## INSTRUCTIONS TO FOLLOW
Could you print all the entries exactly?

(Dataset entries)
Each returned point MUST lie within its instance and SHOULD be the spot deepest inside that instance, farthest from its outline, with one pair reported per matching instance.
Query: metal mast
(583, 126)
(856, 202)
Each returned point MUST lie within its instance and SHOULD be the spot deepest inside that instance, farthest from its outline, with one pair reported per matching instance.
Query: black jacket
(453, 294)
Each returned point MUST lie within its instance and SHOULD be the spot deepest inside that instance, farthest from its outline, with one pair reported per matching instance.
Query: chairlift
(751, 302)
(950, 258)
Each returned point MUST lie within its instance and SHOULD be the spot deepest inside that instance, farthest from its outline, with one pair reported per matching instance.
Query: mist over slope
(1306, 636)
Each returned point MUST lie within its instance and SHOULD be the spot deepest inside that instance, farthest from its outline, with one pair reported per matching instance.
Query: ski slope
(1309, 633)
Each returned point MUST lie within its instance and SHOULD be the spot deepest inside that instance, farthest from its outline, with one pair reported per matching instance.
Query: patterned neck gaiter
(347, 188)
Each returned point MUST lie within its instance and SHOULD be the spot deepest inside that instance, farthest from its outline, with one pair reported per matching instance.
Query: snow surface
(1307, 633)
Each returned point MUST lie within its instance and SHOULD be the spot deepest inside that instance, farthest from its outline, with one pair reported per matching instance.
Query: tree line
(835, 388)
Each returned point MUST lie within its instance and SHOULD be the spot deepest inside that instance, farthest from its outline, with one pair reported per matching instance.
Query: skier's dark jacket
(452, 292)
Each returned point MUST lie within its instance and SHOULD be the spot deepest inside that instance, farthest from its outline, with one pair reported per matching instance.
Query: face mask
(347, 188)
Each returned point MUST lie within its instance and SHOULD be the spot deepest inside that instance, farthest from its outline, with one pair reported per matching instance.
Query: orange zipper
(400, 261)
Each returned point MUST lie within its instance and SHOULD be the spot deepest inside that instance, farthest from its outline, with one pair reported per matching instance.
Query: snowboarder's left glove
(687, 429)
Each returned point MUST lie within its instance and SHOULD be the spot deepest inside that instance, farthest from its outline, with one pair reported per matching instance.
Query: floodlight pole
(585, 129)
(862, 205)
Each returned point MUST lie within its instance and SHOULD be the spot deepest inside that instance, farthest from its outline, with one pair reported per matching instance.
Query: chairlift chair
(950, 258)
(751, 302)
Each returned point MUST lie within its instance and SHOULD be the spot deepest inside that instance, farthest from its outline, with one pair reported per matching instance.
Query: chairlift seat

## ANSWER SPACE
Each returned point MUST lie within its instance and SHOULD be the spot deepest inside that instance, farthest from its outline, with one pair reported per matching instance.
Query: metal mast
(583, 126)
(856, 202)
Each returned point MUST lie within its instance and SHOULD be the spot deepest inside that instance, farthest from its outline, with one pair reported per matching instance.
Query: black jacket
(453, 294)
Each returned point MUST lie within its instance and SHOULD be the spot deepest inside that instance, farthest from its outline, with one pair reported per matching instance.
Query: chairlift
(751, 302)
(950, 258)
Each returned point MUST lie within its instance and SHOULD be the spot deepest inside that instance, farthest from its outline, with one pair reported per matching instance.
Query: mist over slope
(1306, 636)
Each returned point MUST lie within its instance and SHOULD be the spot deepest inside that instance, farthest from its outline, with one pair reported per matching instance.
Query: ski slope
(1309, 633)
Each returned point MUST lie within its instance and SHOULD be the spot deepest inside that instance, farthest from its outline, with one pair reported per matching instance.
Query: patterned neck gaiter
(347, 188)
Each returned point MUST lie within its instance and SHOULD be the spot deepest inside that instance, farthest from its outline, with one pair reported per matching instance.
Query: snow surface
(1307, 633)
Each returned point MUST lie within its instance and SHOULD be the spot deepest inside that instance, farthest from its outline, with one pair reported per matching instance.
Query: tree line
(835, 388)
Each returned point MUST lie within its instance and SHOULD be the spot deepest inside that instance, farthest from its outline, with one pair reported per matching instance.
Query: skier's dark jacket
(452, 292)
Each returned point MUST lie within its instance and SHOULD be the spot deepest inside that instance, farthest from its outline, with one pair reported per matching instance.
Query: face mask
(347, 188)
Each returned point MUST lie within its instance and SHOULD be the spot deepest inside that instance, farthest from its outline, with one pair reported per matching instance.
Query: orange zipper
(400, 261)
Each returned point MUST lie within its instance and SHOULD be the spot deepest inside that instance, farthest from its outline, with one pair reported per matching instance.
Query: snowboarder's left glove
(687, 429)
Each returned point MUST lie within its instance and SHOULD be the spot deepest inside that instance, farthest from its outline, with one pair reported per matching instance.
Query: floodlight pole
(585, 129)
(862, 205)
Each returned point MUST lie within its instance and SHOULD be the spot deepest inside that instance, farthest from its outline, with one pair reported per matching instance.
Query: chairlift chair
(950, 258)
(751, 302)
Each returned point MUST lie within its instance and SHOULD be the spot deepest inside that instance, farthest from its outline, with one pair reported per matching instance.
Query: chairlift seat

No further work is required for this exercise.